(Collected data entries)
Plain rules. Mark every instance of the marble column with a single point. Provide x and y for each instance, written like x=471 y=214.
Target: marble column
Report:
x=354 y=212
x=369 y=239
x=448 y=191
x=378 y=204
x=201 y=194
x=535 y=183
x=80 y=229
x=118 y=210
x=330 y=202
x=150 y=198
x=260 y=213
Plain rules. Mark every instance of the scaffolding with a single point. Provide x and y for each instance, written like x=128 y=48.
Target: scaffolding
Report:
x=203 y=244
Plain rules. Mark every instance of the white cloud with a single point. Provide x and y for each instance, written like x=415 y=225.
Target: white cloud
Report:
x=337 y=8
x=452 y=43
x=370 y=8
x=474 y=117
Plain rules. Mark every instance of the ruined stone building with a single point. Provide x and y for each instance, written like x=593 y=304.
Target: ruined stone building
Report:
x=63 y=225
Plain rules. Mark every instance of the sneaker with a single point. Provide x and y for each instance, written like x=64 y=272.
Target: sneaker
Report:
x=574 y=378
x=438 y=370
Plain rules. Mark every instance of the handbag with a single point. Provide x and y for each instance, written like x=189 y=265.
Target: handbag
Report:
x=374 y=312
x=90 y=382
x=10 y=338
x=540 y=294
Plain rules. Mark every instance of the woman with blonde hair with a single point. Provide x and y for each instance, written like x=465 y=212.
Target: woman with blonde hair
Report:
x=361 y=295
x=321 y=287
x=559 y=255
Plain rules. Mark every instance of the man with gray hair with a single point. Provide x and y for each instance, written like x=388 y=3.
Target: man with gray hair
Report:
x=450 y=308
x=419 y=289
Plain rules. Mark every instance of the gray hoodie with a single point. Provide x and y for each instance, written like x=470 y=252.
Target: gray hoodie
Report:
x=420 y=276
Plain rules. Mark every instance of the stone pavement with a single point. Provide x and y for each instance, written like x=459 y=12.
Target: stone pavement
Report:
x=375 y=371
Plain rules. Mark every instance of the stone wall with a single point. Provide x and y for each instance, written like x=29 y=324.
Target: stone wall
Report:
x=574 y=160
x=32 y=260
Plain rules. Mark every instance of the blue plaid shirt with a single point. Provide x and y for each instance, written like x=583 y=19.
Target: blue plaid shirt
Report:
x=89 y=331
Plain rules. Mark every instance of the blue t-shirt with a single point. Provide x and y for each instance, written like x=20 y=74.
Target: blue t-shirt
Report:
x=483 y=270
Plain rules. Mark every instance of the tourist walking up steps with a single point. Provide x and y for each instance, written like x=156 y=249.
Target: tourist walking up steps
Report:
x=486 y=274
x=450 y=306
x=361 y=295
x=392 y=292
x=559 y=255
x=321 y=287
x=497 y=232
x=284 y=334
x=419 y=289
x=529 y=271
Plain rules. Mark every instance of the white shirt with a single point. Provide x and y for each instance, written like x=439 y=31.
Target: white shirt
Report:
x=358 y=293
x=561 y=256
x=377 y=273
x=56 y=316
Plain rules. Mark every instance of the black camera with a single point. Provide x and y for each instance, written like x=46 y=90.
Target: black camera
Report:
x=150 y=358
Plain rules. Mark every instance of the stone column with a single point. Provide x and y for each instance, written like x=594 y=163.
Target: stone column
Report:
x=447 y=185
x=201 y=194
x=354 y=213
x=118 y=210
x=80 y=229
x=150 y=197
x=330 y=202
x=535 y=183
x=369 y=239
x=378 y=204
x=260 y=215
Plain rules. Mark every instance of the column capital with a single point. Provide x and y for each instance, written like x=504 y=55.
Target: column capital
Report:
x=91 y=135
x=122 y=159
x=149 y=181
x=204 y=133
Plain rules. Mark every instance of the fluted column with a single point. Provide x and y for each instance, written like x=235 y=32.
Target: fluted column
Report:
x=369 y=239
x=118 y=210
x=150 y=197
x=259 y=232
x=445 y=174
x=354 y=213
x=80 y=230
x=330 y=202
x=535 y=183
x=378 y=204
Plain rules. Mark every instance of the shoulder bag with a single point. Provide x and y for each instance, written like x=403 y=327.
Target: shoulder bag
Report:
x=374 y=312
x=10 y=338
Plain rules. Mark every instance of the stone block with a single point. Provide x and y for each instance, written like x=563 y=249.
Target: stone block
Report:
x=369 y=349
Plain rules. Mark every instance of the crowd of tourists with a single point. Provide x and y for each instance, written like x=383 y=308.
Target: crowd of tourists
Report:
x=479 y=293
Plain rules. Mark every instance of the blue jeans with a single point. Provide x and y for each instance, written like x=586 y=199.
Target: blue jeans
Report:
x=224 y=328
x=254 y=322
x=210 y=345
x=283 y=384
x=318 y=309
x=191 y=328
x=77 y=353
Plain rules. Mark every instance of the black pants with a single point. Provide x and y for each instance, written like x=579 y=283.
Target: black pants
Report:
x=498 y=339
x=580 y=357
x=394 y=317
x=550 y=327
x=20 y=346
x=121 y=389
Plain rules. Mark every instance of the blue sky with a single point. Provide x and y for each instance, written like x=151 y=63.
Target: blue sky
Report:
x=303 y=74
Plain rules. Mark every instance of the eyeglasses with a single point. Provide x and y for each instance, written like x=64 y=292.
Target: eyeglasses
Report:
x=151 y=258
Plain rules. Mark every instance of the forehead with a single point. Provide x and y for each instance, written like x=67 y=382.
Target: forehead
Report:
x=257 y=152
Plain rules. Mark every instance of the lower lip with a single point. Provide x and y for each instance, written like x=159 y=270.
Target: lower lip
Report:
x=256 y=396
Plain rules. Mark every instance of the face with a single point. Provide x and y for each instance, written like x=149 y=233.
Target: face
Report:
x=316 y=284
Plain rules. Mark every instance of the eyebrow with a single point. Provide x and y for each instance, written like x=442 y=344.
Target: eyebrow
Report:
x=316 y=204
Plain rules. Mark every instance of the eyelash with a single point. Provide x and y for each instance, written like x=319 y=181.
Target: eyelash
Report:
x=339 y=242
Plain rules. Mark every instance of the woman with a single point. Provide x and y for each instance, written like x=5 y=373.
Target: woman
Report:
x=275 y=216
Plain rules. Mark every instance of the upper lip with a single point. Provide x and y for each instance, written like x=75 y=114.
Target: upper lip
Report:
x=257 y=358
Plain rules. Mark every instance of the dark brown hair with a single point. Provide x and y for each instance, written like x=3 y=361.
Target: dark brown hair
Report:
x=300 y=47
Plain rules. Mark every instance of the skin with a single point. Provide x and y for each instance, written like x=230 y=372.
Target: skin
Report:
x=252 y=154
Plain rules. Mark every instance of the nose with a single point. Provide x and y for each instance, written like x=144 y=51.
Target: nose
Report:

* _Task instructions_
Revise the lines above by replacing every occurrence of "Report" with "Output", leaving all other text unchanged.

* _Written response_
Plain rules. Mark every instance of the marble column with a single point. Provide x and y for each instance, written like x=471 y=214.
Target: marble column
Output:
x=354 y=212
x=369 y=239
x=448 y=191
x=378 y=204
x=201 y=194
x=535 y=183
x=80 y=229
x=118 y=210
x=330 y=202
x=150 y=198
x=260 y=213
Plain rules. Mark every instance of the scaffolding with a single point. Provide x and y for each instance, written like x=128 y=48.
Target: scaffolding
Output:
x=203 y=244
Plain rules. Mark every instance of the white cloud with a single point. Provide x and y for each instance, written like x=415 y=225.
Target: white cloud
Output:
x=337 y=8
x=452 y=43
x=370 y=8
x=474 y=117
Plain rules. Mark every instance of the ruined stone building with a single point. Provide x and y for each instance, written like x=593 y=304.
Target: ruined stone building
Output:
x=63 y=225
Plain rules. Mark every instance of the sneaker with a single point. Provide x and y for each instance, written like x=64 y=272.
Target: sneaker
Output:
x=574 y=378
x=438 y=370
Plain rules. Mark every instance of the handbag with a single point. Provide x and y for each instance, written like x=189 y=265.
Target: handbag
Output:
x=374 y=312
x=90 y=382
x=10 y=338
x=540 y=294
Plain rules. Mark every instance of the woman with blonde hair with a single point. Provide x and y for each instance, written like x=465 y=212.
Target: woman with blonde hair
Output:
x=361 y=295
x=321 y=287
x=559 y=255
Plain rules. Mark every instance of the man with gray hair with a single point. Provide x and y for each instance, written like x=388 y=3.
Target: man with gray hair
Output:
x=450 y=308
x=419 y=289
Plain rules. Mark every instance of the gray hoodie with a single point. Provide x and y for each instance, written like x=470 y=252.
Target: gray hoodie
Output:
x=420 y=276
Plain rules. Mark every instance of the stone pavement with a single point. Provide x and y for each instance, written like x=459 y=12.
Target: stone pavement
Output:
x=375 y=371
Plain rules. Mark every instance of the stone wall with a single point. Provide x and y for each instance, written like x=29 y=324.
Target: stone wall
Output:
x=574 y=160
x=32 y=260
Plain rules. Mark every instance of the blue plaid shirt with a single point. Provide x and y for each instance, written like x=583 y=19.
Target: blue plaid shirt
Output:
x=89 y=331
Plain rules. Mark every instance of the blue t-shirt with a single point. Provide x and y for each instance, written like x=20 y=74.
Target: blue t-shirt
Output:
x=483 y=270
Plain rules. Mark every instance of the tourist walking up steps with a single point. Provide x and y for each instance, written like x=156 y=249.
Target: tourist walking up steps
Output:
x=486 y=274
x=450 y=306
x=361 y=295
x=392 y=292
x=559 y=255
x=321 y=287
x=497 y=232
x=284 y=334
x=419 y=289
x=529 y=271
Plain rules. Mark every instance of the white shirt with a single point. Provide x and y for each instance, written like x=439 y=31.
Target: white shirt
Output:
x=358 y=293
x=561 y=256
x=377 y=273
x=56 y=316
Plain rules. Mark every instance of the black camera with a single point. Provide x and y for each instance, written like x=46 y=90.
Target: black camera
Output:
x=150 y=358
Plain rules. Mark every instance of the stone column with a single point. Provide x and y for each instance, written like x=594 y=163.
Target: stone column
Output:
x=447 y=185
x=201 y=194
x=354 y=213
x=118 y=210
x=80 y=229
x=150 y=197
x=330 y=202
x=535 y=183
x=369 y=239
x=378 y=204
x=260 y=215
Plain rules. Mark every instance of the column capital with a single point. Provide x and y for each instance, written like x=504 y=55.
Target: column capital
Output:
x=91 y=135
x=122 y=159
x=149 y=181
x=204 y=133
Plain rules. Mark every instance of the fluted column with a single point. Provide x and y for each instance, written like x=235 y=32.
Target: fluted column
Output:
x=369 y=239
x=118 y=210
x=150 y=197
x=259 y=232
x=445 y=174
x=354 y=213
x=80 y=230
x=330 y=202
x=535 y=183
x=378 y=204
Plain rules. Mark every instance of the shoulder bag with a single point. Provide x and y for each instance, written like x=403 y=327.
Target: shoulder bag
Output:
x=374 y=312
x=10 y=338
Plain rules. Mark every instance of the stone block with a single point. Provide x and y for each instance, written like x=563 y=249.
Target: stone block
Output:
x=369 y=349
Plain rules. Mark every instance of the crowd of tourists with a single point. Provide x and y for each instance, written like x=383 y=308.
Target: crowd of tourists
Output:
x=479 y=293
Plain rules. Mark every instance of the blue jeans with a single point. Provide x and y for each instance, written like x=586 y=199.
Target: blue jeans
Output:
x=224 y=328
x=254 y=322
x=210 y=345
x=283 y=384
x=318 y=309
x=191 y=328
x=77 y=353
Plain rules. Mark every instance of the black pants with a single point. Provide x and y for each instance, written like x=579 y=283.
Target: black pants
Output:
x=498 y=339
x=580 y=357
x=394 y=317
x=550 y=327
x=20 y=346
x=121 y=389
Plain rules. Mark every instance of the blue sky with a single point. Provide x and y for each instance, written like x=151 y=63.
Target: blue sky
Output:
x=303 y=74
Plain rules. Mark every instance of the eyeglasses with a single point. Provide x and y for each instance, written like x=64 y=292.
Target: eyeglasses
Output:
x=151 y=258
Plain rules. Mark every instance of the forehead with a single point. Provide x and y for each instance, written like x=67 y=382.
Target: forehead
Output:
x=257 y=152
Plain rules. Mark every instance of the lower lip with a single point. Provide x and y for each instance, written like x=159 y=270.
Target: lower lip
Output:
x=256 y=396
Plain rules. Mark every instance of the face with a single point. Provide x and y for each instance, written like x=149 y=233.
Target: face
Output:
x=316 y=284
Plain rules. Mark every instance of the eyebrow with a single point. Provide x and y for each instance, written like x=442 y=344.
Target: eyebrow
Output:
x=316 y=204
Plain rules. Mark every instance of the eyelash with a single point. Provide x and y for each instance, written like x=319 y=181.
Target: eyelash
Output:
x=339 y=242
Plain rules. Mark every instance of the woman with a single point. Provide x and y for each instance, written like x=5 y=373.
Target: woman
Output:
x=275 y=216
Plain rules. Mark every instance of the upper lip with a single point. Provide x and y for each instance, written like x=75 y=114.
Target: upper lip
Output:
x=257 y=358
Plain rules. Mark every instance of the dark brown hair with a single point. Provide x and y for each instance, written like x=3 y=361.
Target: dark brown hair
Output:
x=300 y=47
Plain rules. Mark every instance of the skin with a single point. Provide x and y for each instance, written like x=230 y=372.
Target: skin
Output:
x=252 y=154
Plain rules. Mark every instance of the nose with a single point. Provide x and y for each instance, written like x=144 y=51.
Target: nose
Output:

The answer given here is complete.